• _DIRECTIONS_
Extract each line in the items below that contains the string "flag", copying every such line in full.

• _MATERIAL FOR THIS TASK_
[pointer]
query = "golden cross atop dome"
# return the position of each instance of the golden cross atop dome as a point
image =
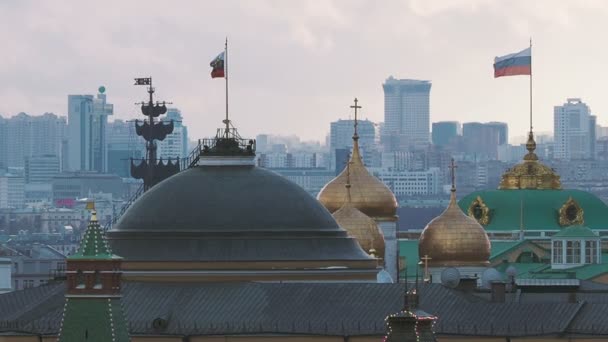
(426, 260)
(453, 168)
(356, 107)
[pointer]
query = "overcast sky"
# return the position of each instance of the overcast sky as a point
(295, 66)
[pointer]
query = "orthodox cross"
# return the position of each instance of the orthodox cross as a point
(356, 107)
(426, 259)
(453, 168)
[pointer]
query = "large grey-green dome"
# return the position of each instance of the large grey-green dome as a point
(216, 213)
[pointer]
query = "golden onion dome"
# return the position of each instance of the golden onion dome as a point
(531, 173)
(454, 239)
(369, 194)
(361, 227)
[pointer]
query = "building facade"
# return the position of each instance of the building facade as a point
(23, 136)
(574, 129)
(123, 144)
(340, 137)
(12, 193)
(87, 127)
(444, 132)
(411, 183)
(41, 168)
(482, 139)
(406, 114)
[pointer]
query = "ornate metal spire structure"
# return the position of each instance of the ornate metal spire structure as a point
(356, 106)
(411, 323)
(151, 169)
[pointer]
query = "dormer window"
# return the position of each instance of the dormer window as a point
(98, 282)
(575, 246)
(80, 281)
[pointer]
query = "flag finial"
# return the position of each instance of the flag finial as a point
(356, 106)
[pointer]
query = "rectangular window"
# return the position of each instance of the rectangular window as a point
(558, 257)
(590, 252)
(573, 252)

---

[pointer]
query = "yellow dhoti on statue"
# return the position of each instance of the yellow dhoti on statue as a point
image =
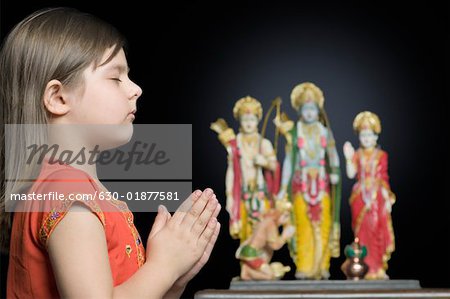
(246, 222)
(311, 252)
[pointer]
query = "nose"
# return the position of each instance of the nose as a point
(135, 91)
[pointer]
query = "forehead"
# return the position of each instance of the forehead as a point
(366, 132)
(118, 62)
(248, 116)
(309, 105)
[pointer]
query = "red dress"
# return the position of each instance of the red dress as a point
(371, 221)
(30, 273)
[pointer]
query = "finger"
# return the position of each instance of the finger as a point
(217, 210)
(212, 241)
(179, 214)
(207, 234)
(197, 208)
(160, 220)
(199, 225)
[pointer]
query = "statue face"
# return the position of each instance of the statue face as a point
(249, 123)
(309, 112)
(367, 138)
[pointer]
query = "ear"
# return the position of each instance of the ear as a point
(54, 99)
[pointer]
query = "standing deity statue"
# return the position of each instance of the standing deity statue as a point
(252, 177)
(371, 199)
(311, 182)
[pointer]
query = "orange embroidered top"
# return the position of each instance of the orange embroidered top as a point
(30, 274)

---

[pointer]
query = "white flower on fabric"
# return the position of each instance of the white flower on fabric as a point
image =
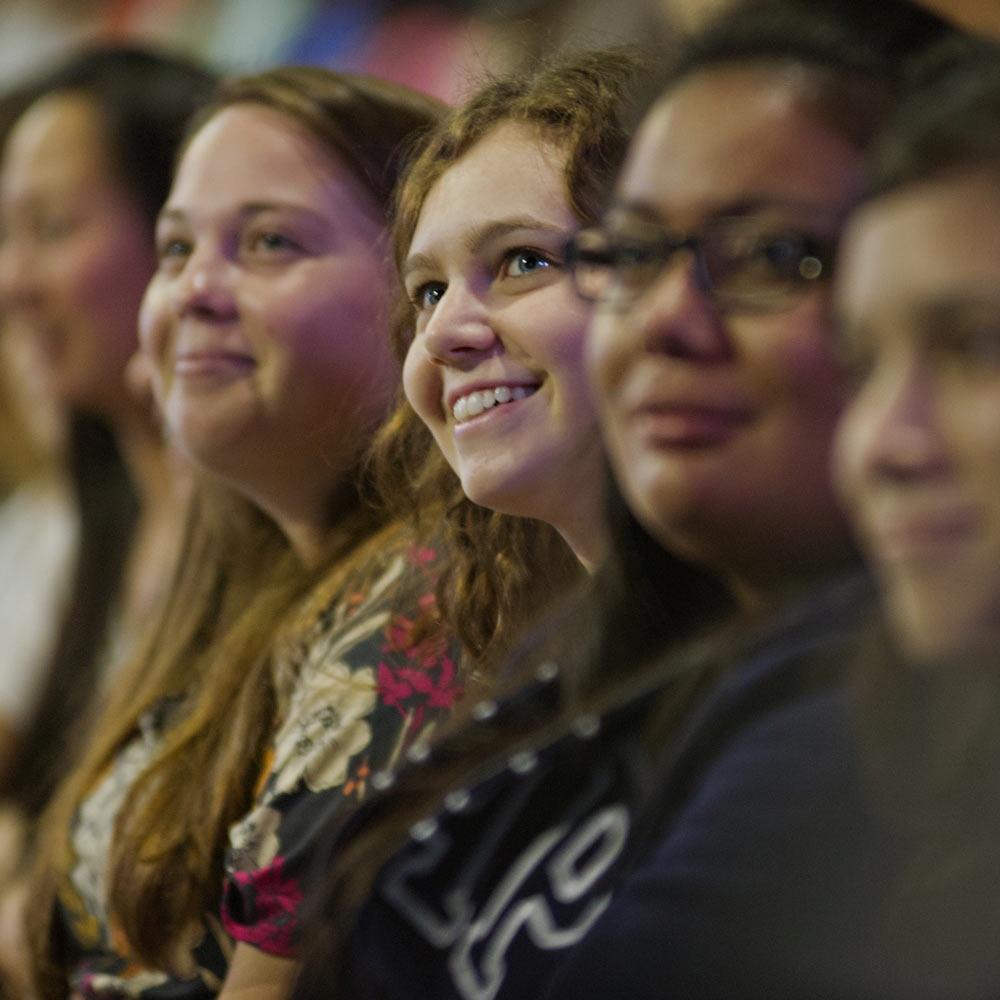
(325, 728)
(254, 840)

• _THE COMPLETED TASK_
query = "flag finial"
# return the position of each instance of the flag finial as a point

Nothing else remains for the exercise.